EXTRACT PROVIDED:
Another CW burial term rediscovered

I’ve written several articles on this site showing that there were widely known phrases in Chinuk Wawa relating to burial of the dead, not all of which have been documented in CW dictionaries.

canoe_burial

míməlus k’ʷəním (image credit: Lewis-Clark.org)

For example,

  • I’ve told you about ‘burial place’, miməlus(t)-íliʔi / < memaloose illahee > (‘dead.person-place’)…
  • …and found ‘burial island’, miməlus(t)-tənəs-íliʔi / < memaloose tenas illahee > (‘dead.person-little-place’)…
  • …and discovered ‘burial house’, míməlus(t)-háws / < memaloose house > (‘dead.person-house’)…
  • …and today I can add ‘burial canoe’, míməlus(t)-kəním / < memaloose canim > (‘dead.person-canoe’). 

Our evidence resides, as we sometimes find, not within documentatino of Chinuk Wawa, but in remnants of it preserved as loans in other languages.

Specifically, in Hutyéyu (Tillamook Coast Salish).

There, as documented by the great Pacific NW linguists Terry and Lawrence Thompson, we find míməlus k’ʷəním ‘burial canoe’. 

That’s recognizably Chinook Jargon, although ‘canoe’ got somewhat distorted in the passage of time.

I wonder how the original plain “k” of kəním got ejectivized (“popping”); could this relate to Tillamooks’ impressions of the sound-symbolic consonant mutations in the speech of their longtime neighbors the Clatsop / Shoalwater Chinookans?

DATA EXCERPTS:

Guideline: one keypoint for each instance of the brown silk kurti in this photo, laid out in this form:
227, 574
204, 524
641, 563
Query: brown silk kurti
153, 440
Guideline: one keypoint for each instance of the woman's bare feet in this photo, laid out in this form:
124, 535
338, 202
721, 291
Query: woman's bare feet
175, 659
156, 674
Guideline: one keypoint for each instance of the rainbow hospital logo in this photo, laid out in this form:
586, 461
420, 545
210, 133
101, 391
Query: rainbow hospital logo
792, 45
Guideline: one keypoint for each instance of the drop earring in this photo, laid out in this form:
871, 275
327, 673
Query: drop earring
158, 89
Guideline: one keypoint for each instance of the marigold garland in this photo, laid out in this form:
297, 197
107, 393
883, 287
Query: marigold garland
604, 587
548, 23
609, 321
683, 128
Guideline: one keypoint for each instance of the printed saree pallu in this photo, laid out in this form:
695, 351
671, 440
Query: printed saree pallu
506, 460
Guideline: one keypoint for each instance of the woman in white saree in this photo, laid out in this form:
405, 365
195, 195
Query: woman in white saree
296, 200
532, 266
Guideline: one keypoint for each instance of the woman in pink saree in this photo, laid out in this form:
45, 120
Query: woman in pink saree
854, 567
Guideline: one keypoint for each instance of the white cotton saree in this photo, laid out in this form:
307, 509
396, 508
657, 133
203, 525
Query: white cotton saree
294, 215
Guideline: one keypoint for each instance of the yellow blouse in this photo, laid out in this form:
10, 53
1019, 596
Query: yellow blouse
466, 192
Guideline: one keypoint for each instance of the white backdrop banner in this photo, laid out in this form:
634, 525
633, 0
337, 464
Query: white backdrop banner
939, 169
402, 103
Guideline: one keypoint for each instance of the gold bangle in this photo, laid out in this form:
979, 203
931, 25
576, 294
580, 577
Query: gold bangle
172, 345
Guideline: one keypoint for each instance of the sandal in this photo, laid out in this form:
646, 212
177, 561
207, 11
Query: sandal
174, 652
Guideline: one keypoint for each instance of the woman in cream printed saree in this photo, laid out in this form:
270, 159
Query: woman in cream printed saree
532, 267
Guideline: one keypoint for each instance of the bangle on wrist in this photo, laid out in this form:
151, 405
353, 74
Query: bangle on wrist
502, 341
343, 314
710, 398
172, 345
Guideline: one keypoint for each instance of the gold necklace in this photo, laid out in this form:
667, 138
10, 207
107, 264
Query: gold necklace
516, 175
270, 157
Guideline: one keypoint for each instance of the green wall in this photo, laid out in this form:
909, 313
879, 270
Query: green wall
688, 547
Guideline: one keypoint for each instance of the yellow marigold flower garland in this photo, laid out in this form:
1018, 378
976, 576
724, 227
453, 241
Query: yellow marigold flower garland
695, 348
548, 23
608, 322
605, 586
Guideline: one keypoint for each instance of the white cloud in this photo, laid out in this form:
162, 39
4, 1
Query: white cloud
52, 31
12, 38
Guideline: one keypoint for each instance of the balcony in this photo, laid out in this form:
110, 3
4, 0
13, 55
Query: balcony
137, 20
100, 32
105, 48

EXERCISES:
1 – From the post on Chinuk Wawa burial terms, reproduce the passage that begins at the words "canoe_burial" and stops after the words "in other languages.".
2 – Does the post on Chinuk Wawa burial terms support each statement below? Answer yes or no for each, quoting the words of the post that decide it.
(a) Terry and Lawrence Thompson documented míməlus k’ʷəním in Hutyéyu.
(b) Every burial phrase in Chinuk Wawa has been recorded in CW dictionaries.
(c) The Hutyéyu form kept the plain "k" of kəním.
3 – How might the post on Chinuk Wawa burial terms go on? Write the next part, starting right after its final sentence.

WRITTEN RESPONSES:
1 –
canoe_burial

míməlus k’ʷəním (image credit: Lewis-Clark.org)

For example,

  • I’ve told you about ‘burial place’, miməlus(t)-íliʔi / < memaloose illahee > (‘dead.person-place’)…
  • …and found ‘burial island’, miməlus(t)-tənəs-íliʔi / < memaloose tenas illahee > (‘dead.person-little-place’)…
  • …and discovered ‘burial house’, míməlus(t)-háws / < memaloose house > (‘dead.person-house’)…
  • …and today I can add ‘burial canoe’, míməlus(t)-kəním / < memaloose canim > (‘dead.person-canoe’). 

Our evidence resides, as we sometimes find, not within documentatino of Chinuk Wawa, but in remnants of it preserved as loans in other languages.

2 –
(a) Yes: "There, as documented by the great Pacific NW linguists Terry and Lawrence Thompson, we find míməlus k’ʷəním ‘burial canoe’."
(b) No: "not all of which have been documented in CW dictionaries."
(c) No: "I wonder how the original plain “k” of kəním got ejectivized (“popping”)"

3 –
(Also, Hutyéyu does some interesting things with lip-rounding, which may help explain how an original plain “k” became .)

This phrase found, while an elder was answering a researcher’s questions about a Salish language, is 100% grammatical Chinuk Wawa, a normal Noun+Noun compound, where the first member semantically modifies the second one. 

Any native Hutyéyu term for any type of canoe would be expected to be a single word, using the suffix -ékɬ / -íkɬ / -egíɬ ‘canoe’. An example of such a word known in the language is s-t’ən-íkɬ ‘burned canoe’ (scorching is part of the usual process of carving one).

I will write up a separate post about other CW found during Tillamook research.

PS: hayu masi kʰapa chup henli Zenk for assistance rendered!

PPS: It’s my understanding that someone still needs to put together a complete modern dictionary and grammar of Hutyéyu. Know a grad student?

What do you think?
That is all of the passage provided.